# Passage provided
'''

Salidroside is one of the effective ingredients of Rhodiola rosea L. (Crassulaceae), which has been widely used as a traditional herb in Asia and Eastern Europe (Mattioli et al. 2009). Accumulating evidence has shown that salidroside possesses several pharmacological properties, such as anti-inflammatory (Wang et al. 2015) and antioxidant activities (Zhang et al. 2007), as well as cardioprotective (Zhu et al. 2015) and neuroprotective effects (Wang et al. 2015). It has also been reported that salidroside alleviates LPS-induced lung injury (Guan et al. 2012) and caecal ligation and puncture (CLP)-induced sepsis in mouse models (Lan et al. 2017). However, the effects of salidroside on endothelial permeability remain unknown. As a consequence, the present study investigates the pharmacological role of salidroside in mechanical stretch-induced endothelial dysfunction and ventilation-induced lung injury.

Materials and methods

Microarray data collection

The present study used the Gene Expression Omnibus (GEO) database (http://www.ncbi.nlm.nih.gov/geo/) to retrieve expression profile datasets. The search term used was: ‘ventilation lung’.

Animal experiments

Healthy, pathogen-free male mice were obtained from the Institute of Cancer Research (ICR). Male ICR Mice (weight, 25–30 g) were housed in an environmentally controlled room (temperature, 24 ± 2 °C; humidity, 55 ± 10%) with a 12 h light/dark cycle and free access to food and water. All experiments were performed according to the guidelines for the care and use of animals as established by the Animal Ethics Committee of Xinhua Hospital, Shanghai Jiaotong University School of Medicine (approval no. XHEC-NSFC-2020-038). Following anaesthesia with ketamine (70 mg/kg) and xylazine (10 mg/kg) by intraperitoneal administration (Xu et al. 2007), the animals underwent tracheotomy. A 20-gauge blunted needle was inserted into the trachea and the mice were ventilated under volume mode (30 mL/kg; 70 breaths/min; inspiratory expiratory ratio: 1:2) for 4 h using a small animal ventilator (Inspira; Harvard Apparatus Ltd.). Totally 64 male mice were randomly divided into the following four groups: (i) Sham; (ii) ventilation group; (iii) salidroside; and (iv) ventilation and salidroside. The Sham group only underwent tracheotomy. Salidroside (50 mg/kg; Sigma–Aldrich; Merck KGaA) was injected intraperitoneally according to the former study published by our group (Wang et al. 2017). Dex (5 mg/kg, Cisen Pharmaceutical Co., Ltd. Jining, China) was used as a positive control. Following ventilation, all animals were sacrificed instantly and 1 mL of blood was collected from the heart. The mice weighed between 25 and 30 g at the time of sacrifice, and one series of mice were sacrificed for BAL Fluid assay and another parallel series was collected for histological and further analysis.

'''

# Supplied records
'''

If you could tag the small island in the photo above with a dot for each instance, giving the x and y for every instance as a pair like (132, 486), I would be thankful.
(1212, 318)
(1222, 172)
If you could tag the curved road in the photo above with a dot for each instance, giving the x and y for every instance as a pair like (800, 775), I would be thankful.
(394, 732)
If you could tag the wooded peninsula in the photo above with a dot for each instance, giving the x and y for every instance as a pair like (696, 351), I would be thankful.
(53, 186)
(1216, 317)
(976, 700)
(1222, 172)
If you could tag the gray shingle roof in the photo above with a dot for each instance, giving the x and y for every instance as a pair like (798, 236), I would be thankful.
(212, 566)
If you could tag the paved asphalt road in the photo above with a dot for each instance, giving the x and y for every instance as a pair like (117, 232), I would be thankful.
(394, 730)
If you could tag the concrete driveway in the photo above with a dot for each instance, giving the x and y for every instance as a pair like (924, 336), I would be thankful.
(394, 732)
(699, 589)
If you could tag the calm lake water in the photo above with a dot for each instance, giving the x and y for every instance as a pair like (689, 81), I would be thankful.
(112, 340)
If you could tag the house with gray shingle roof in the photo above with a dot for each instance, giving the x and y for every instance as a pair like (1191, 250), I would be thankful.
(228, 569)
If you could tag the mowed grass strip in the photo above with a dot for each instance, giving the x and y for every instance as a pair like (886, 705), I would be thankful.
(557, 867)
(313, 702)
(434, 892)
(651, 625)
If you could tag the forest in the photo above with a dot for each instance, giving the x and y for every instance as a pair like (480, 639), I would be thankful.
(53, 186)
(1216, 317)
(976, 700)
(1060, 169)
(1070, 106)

'''
'''

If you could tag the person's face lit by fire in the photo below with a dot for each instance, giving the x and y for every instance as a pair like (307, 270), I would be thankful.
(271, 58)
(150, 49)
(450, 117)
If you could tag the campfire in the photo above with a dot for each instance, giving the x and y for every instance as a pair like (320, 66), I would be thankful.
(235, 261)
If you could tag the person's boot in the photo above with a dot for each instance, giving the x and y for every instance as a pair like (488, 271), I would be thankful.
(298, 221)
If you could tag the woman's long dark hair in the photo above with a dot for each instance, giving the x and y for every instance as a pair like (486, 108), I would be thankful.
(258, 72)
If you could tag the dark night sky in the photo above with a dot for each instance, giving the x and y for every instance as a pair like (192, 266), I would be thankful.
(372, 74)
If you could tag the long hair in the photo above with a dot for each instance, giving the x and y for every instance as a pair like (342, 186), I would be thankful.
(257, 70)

'''
'''

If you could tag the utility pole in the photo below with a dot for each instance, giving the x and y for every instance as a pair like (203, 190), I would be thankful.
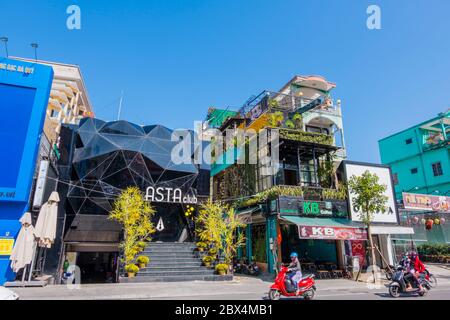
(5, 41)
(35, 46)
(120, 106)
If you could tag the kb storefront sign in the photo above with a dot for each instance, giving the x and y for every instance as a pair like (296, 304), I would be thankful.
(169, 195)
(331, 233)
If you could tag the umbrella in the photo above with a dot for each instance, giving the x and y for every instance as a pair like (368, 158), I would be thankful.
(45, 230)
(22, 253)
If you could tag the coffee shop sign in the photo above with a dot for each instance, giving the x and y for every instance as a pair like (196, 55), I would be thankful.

'''

# What you will do
[1] Do these statements agree with the salidroside passage? Answer yes or no for each and quote the words of the passage that decide it.
(a) The mice were ventilated for 4 h.
(b) The Sham group received ventilation.
(c) Salidroside was given by mouth.
[2] In one to three sentences, explain why, according to the salidroside passage, the study looks at salidroside in mechanical stretch-induced endothelial dysfunction and ventilation-induced lung injury.

# Answers
[1]
(a) Yes: "for 4 h using a small animal ventilator"
(b) No: "The Sham group only underwent tracheotomy."
(c) No: "was injected intraperitoneally"

[2] Salidroside has been shown to have anti-inflammatory, antioxidant, cardioprotective and neuroprotective effects. It has also been reported to ease LPS-induced lung injury and CLP-induced sepsis in mice. Its effects on endothelial permeability remain unknown, so the study investigates its pharmacological role in these conditions.